= DATASET EXCERPTS =
=======

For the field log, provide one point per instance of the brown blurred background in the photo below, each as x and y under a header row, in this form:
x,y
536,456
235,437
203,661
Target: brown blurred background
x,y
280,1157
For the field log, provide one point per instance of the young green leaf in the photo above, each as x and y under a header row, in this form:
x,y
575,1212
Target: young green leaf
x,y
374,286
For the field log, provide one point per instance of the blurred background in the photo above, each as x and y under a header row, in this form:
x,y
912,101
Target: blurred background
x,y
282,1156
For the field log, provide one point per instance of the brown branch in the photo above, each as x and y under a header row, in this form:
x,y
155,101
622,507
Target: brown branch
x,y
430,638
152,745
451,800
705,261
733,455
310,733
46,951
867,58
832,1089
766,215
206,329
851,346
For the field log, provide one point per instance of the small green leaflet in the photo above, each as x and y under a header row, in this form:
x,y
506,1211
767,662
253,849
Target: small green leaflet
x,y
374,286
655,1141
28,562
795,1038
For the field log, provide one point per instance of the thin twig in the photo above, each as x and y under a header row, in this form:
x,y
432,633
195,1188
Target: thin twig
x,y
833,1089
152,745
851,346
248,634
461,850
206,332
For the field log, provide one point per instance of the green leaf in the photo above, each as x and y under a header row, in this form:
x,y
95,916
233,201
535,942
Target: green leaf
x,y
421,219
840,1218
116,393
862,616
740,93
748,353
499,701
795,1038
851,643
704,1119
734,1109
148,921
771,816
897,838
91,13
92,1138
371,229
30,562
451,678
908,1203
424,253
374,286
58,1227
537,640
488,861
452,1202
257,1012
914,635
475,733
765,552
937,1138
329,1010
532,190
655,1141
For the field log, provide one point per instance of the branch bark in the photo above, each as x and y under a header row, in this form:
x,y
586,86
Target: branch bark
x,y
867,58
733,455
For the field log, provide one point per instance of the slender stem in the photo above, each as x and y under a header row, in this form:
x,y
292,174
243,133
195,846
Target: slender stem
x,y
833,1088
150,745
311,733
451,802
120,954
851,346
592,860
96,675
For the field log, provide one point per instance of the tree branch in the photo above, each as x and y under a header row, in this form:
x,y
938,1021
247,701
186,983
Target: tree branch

=======

= ACTION ITEM =
Check each line of the listing for "tree". Show those that have it.

= COMPLETED EXERCISE =
For the field log, provide one point per instance of the tree branch in the photo above, each as x and y under a header row, in this form:
Target: tree branch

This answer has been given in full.